Objective ▸ Will you extract the entries word for word? Images should not appear in the copy.

Supplied records ▸
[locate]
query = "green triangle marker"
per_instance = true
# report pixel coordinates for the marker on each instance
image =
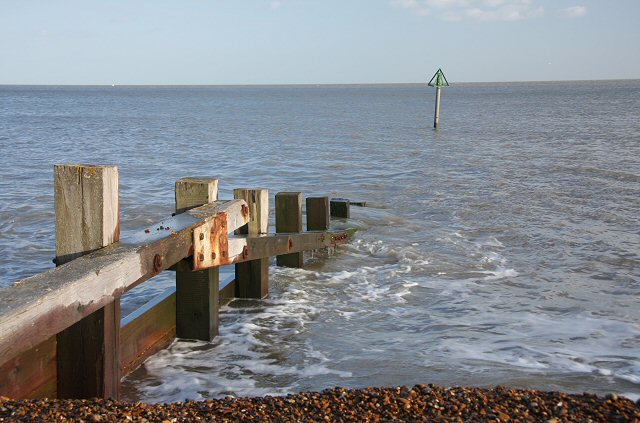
(438, 81)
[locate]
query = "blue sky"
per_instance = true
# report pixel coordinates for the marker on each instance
(315, 41)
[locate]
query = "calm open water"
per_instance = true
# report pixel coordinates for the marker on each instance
(501, 249)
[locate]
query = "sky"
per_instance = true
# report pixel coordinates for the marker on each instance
(223, 42)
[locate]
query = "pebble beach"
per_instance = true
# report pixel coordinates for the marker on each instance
(417, 403)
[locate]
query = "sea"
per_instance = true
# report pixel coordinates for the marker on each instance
(502, 248)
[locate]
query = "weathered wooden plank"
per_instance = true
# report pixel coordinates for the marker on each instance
(149, 330)
(340, 208)
(197, 304)
(317, 213)
(87, 218)
(87, 209)
(31, 374)
(197, 292)
(87, 355)
(289, 219)
(252, 277)
(35, 308)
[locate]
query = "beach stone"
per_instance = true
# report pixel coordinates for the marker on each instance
(344, 405)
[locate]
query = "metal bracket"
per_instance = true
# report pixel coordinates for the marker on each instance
(211, 243)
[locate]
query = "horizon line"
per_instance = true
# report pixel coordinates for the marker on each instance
(311, 84)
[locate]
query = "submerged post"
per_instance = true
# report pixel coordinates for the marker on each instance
(197, 292)
(289, 219)
(87, 218)
(252, 277)
(438, 81)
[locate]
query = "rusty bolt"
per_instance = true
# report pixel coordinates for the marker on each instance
(157, 263)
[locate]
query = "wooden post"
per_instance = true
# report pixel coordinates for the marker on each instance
(317, 213)
(436, 114)
(340, 208)
(197, 293)
(288, 220)
(252, 278)
(87, 218)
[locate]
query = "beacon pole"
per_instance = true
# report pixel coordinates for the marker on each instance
(438, 81)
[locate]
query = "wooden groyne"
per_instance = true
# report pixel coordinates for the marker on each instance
(61, 332)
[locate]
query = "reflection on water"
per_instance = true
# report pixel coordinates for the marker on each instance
(502, 248)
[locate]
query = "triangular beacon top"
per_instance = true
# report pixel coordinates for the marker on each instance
(440, 80)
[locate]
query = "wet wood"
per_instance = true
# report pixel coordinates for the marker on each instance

Written response ▸
[locate]
query = "green triangle marker"
per_instance = true
# report pixel coordinates for the marker on each instance
image =
(438, 81)
[locate]
query = "blue sky"
per_instance = true
# report pixel coordinates for the marker on each instance
(315, 41)
[locate]
query = "calm open water"
per_instance = true
# report pixel coordinates for the marker on each instance
(501, 249)
[locate]
query = "sky"
per_instance = true
# report pixel coordinates for the marker on each instance
(223, 42)
[locate]
query = "pebble beach"
per_instance = true
# report pixel coordinates for the marker on each instance
(417, 403)
[locate]
query = "sea"
per_instance = true
# report pixel coordinates for the marker on each instance
(502, 248)
[locate]
query = "weathered wooden plank"
per_instance = true
# report pixel coordinates for the marker on each instance
(149, 330)
(340, 208)
(197, 304)
(317, 213)
(87, 218)
(87, 209)
(31, 374)
(197, 292)
(87, 355)
(289, 219)
(252, 277)
(35, 308)
[locate]
query = "beach stone"
per_instance = true
# report pixel coordinates for the marker on each instance
(344, 405)
[locate]
query = "metal bracket"
per_instance = true
# report pixel coordinates for the marker on each instance
(211, 243)
[locate]
query = "horizon line"
per_instance = true
# report pixel coordinates for the marker on each instance
(311, 84)
[locate]
query = "submerged post"
per_instance = true
# report pixel coordinates for the marker on each instance
(197, 292)
(289, 219)
(87, 218)
(252, 277)
(438, 81)
[locate]
query = "rusty bolt"
per_instance = true
# report pixel coordinates for the marker on each instance
(157, 263)
[locate]
query = "wooden post"
per_instance = true
# report pixel coordinates for the marker on each instance
(317, 213)
(436, 114)
(340, 208)
(197, 293)
(288, 220)
(252, 278)
(87, 218)
[locate]
query = "beacon pole"
per_instance = true
# report pixel coordinates for the marker on each instance
(438, 81)
[locate]
query = "wooden groyne"
per_instance = true
# report pixel coordinates for the marker on each instance
(61, 332)
[locate]
query = "reflection on water"
per_instance = true
# report pixel coordinates for the marker on each instance
(502, 248)
[locate]
query = "triangular beacon top"
per_instance = true
# report pixel coordinates for the marker on each instance
(440, 80)
[locate]
query = "wet wood"
per_instance = true
# report pixel coordinates for the marker on each instance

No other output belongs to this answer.